- [Do this] Copy every one of the following entries word for word, keeping each line as it stands.

(Point annotation dataset entries)
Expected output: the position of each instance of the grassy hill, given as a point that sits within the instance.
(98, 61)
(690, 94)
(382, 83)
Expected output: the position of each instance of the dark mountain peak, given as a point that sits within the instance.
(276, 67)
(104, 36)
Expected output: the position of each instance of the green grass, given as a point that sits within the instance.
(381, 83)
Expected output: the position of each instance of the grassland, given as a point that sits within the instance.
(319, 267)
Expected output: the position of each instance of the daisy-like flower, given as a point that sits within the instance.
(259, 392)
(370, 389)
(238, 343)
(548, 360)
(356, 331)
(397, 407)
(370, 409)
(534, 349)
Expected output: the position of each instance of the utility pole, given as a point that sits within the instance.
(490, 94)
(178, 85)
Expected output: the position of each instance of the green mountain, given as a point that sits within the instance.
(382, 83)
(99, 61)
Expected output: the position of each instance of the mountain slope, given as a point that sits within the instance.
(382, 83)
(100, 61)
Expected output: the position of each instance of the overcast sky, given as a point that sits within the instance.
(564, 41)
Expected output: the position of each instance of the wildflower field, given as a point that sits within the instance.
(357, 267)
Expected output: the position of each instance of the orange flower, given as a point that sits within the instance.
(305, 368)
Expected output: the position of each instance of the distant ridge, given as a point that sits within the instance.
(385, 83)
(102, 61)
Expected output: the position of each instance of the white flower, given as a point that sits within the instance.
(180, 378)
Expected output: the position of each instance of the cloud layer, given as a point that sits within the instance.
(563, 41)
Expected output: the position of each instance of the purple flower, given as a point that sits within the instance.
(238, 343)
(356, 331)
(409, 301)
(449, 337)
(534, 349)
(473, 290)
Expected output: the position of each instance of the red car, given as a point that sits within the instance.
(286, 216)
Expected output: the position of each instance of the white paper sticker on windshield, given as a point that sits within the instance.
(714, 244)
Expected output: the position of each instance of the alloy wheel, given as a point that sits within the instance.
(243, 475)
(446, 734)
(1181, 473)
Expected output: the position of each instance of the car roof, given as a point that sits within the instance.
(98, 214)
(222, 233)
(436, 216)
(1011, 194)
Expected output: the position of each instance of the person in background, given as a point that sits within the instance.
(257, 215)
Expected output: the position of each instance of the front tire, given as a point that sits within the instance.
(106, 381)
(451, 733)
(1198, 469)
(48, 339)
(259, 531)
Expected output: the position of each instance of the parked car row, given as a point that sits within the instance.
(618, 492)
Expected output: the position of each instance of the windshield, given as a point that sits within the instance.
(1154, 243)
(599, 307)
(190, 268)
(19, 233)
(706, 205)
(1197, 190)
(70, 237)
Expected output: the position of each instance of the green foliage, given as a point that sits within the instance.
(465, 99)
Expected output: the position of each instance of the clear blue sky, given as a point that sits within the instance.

- [Written solution]
Expected output: the position of each instance of the grassy hill, given as a point that sits within the instance.
(98, 61)
(690, 94)
(382, 83)
Expected output: the position of each instance of the dark mountain peak, given as a point that sits within the instance.
(276, 67)
(104, 36)
Expected output: the position of each instance of the green grass, given as a point that sits within the instance.
(381, 83)
Expected output: the position of each instance of the grassland, given as a point that sits within the instance.
(319, 267)
Expected output: the position of each instance of the daisy-like flower, given as a point that sits within the instance.
(259, 392)
(370, 389)
(238, 343)
(548, 360)
(356, 331)
(397, 407)
(370, 409)
(534, 349)
Expected output: the position of each instance of the utility pole, given as a point that sits within the instance.
(490, 94)
(178, 85)
Expected output: the position of each instance of the green mountain, given as a point that sits within the instance.
(382, 83)
(99, 61)
Expected output: the position of each instance of the mountain slope, given as a point that sits within the instance.
(382, 83)
(100, 61)
Expected output: the position of each instance of the overcast sky, given as a point that sits within the instance.
(564, 41)
Expected output: the position of each instance of the wildflower field, given as a point that sits within the instance.
(357, 267)
Expected output: the position of each instance of the orange flower, given as a point that sits within the instance.
(305, 368)
Expected output: the position of each instance of the distant ridge, given as a point that sits within the instance.
(385, 83)
(102, 61)
Expected output: the position of each instance of the white flower, given as a point that sits within the instance.
(180, 378)
Expected output: the position of each instance of the cloud layer, given as a point that sits within the instance.
(563, 41)
Expected output: the position of each instance of the purple flower, given as a point that sits within the instance.
(238, 343)
(356, 331)
(409, 301)
(449, 337)
(534, 349)
(473, 290)
Expected output: the position of each instance of the red car, given as a point that sits within the instance.
(286, 216)
Expected output: the position of each instance of the white paper sticker on windshield, given as a point that sits within the instance.
(714, 244)
Expected output: the position of each instance of the alloy wheel, given as a point that sits within the instance.
(243, 475)
(446, 734)
(1181, 473)
Expected output: the position of each instance of the car roof, given as a point that sits within the instance.
(98, 214)
(222, 233)
(436, 216)
(1011, 194)
Expected output: the position of each instance of the person in background, given as a point that sits within the instance.
(257, 215)
Expected output: the position of each instance of the front tire, given as a point that sits within the instance.
(106, 381)
(451, 733)
(1198, 469)
(48, 339)
(259, 531)
Expected output: the position of each instance of the parked car row, given as a point that sits within the instance.
(618, 492)
Expected output: the position of each instance of the windshield, given as a point that sits within the instance.
(1154, 243)
(599, 307)
(190, 268)
(19, 233)
(706, 205)
(1197, 190)
(70, 237)
Expected output: the position of each instance of the green foliage, given as a point that sits within the instance.
(465, 99)
Expected output: the position of each instance of the clear blue sky, given as a point that sits within the instance.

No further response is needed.